• [Required work] Extract the full listing below without altering a single character.
----
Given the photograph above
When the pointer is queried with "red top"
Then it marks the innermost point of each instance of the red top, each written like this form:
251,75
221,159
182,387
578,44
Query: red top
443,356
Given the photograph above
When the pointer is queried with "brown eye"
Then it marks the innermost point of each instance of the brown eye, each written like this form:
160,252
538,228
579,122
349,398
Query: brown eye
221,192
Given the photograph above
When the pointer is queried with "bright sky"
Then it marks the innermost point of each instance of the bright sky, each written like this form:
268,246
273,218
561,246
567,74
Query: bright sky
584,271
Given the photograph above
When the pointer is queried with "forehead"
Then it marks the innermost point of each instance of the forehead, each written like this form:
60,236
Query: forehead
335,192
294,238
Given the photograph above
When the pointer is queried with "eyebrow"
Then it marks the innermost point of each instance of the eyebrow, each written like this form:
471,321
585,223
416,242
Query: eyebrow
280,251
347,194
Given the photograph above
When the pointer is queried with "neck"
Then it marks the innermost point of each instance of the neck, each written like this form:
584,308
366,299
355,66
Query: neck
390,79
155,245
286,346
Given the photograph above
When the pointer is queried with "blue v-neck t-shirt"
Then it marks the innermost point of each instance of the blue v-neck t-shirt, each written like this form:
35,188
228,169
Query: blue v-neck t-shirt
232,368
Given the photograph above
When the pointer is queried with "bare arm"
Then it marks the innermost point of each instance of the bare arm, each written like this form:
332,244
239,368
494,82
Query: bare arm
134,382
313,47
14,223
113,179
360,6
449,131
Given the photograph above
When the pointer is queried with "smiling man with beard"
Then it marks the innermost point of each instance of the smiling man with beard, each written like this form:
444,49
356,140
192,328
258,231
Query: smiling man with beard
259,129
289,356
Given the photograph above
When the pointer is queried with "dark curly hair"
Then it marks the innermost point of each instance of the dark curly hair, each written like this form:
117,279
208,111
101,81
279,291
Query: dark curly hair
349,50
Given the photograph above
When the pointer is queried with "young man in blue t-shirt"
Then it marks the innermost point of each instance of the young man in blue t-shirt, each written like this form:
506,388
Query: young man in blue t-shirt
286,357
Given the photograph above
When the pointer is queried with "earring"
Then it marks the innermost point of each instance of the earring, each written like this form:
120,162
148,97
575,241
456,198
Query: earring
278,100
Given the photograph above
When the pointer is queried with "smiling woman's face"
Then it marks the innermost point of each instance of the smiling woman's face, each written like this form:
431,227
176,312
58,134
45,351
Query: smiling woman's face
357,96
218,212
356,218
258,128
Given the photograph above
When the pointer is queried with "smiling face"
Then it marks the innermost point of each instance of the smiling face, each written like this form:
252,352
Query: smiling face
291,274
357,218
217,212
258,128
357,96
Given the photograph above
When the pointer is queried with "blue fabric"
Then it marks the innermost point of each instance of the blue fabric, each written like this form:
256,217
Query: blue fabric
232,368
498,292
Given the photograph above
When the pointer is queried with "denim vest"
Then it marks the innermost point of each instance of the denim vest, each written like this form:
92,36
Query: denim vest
----
• [Task result]
Given the photograph above
When the pointer is queried with "red top"
Then it marks the innermost point of each instance of the red top, each written like this form:
251,75
221,159
182,387
578,44
Query: red top
443,356
Given the photograph above
When the pointer is queried with "brown eye"
Then it marks the innermost point of each instance of the brown eye, each written like this form:
160,252
538,228
579,122
349,398
Query: brown eye
221,192
Given the photograph above
When the pointer is queried with "bright sky"
Then it marks the innermost point of each instance of the bright sky, each written like this form:
268,246
273,218
561,246
567,74
Query: bright sky
584,271
Given the photograph above
When the pointer is queried with "forehead"
Then it marks the innermost point of each instance of the forehead, each written like this form:
60,236
Query: forehead
335,192
294,238
Given the photograph above
When the pointer is queried with "eyebrow"
Then it marks the innermost point of each instance of the eyebrow, each written like this form:
471,321
585,223
416,242
Query: eyebrow
280,251
347,194
Given the photograph above
When the pointer is queried with "neck"
Then it marks the innermost point of each instance of the neck, each written like this form:
584,308
366,299
355,66
Query: neck
390,79
155,245
286,346
Given the photograph above
When the pointer is queried with "blue v-neck t-shirt"
Then it marks the innermost point of each instance of the blue v-neck t-shirt, each written like this form:
35,188
228,169
Query: blue v-neck t-shirt
232,368
Given the photograph above
When the pointer is queried with "bare arm"
Then it marks the innermost point of each instance of the bare arm, each written like this form:
332,244
239,368
494,82
Query: bare arm
134,382
313,47
14,223
113,179
360,6
449,131
Given the photograph above
When the pointer is queried with "smiling man with beard"
Then it marks the innermost point of each instance of the smiling man with beard, each written like this form:
444,49
356,140
192,328
258,231
Query: smiling man with beard
259,129
289,356
Given the photograph above
When the pointer is queried with "dark curly hair"
Then it marks the innermost point of each instance of the dark curly hair, each written like this form:
117,279
208,111
101,81
279,291
Query: dark curly hair
349,50
Given the photograph above
When the pointer is queried with "young man in blue t-shirt"
Then it marks the innermost point of each instance of the young man in blue t-shirt, each written like this form:
506,388
Query: young man in blue t-shirt
286,357
Given the photograph above
When the pointer is queried with "earring"
Then it marks the innermost point of each instance of the earring, each written like this form:
120,162
148,97
575,241
456,198
Query: earring
278,100
Given the photograph above
When the pointer is queried with "smiling woman's face"
Then it marks the innermost point of each instance of the smiling woman's face, each written like this form:
431,227
176,312
58,134
45,351
Query: smiling woman's face
357,96
218,212
356,218
258,128
Given the photograph above
When the pointer is queried with "smiling face"
Then it marks the innermost point of each instance of the smiling face, each written like this form:
252,352
Query: smiling face
291,274
357,218
217,212
258,128
357,96
Given the photograph above
When the pointer is queried with "blue fabric"
Then it marks the innermost point of each instance of the blue fabric, each written like this form:
256,217
Query: blue fabric
232,368
498,292
Given the photograph above
When the pointer is queried with "denim vest"
Then it marks the innermost point of each instance of the denim vest, each written like this form:
92,36
Query: denim vest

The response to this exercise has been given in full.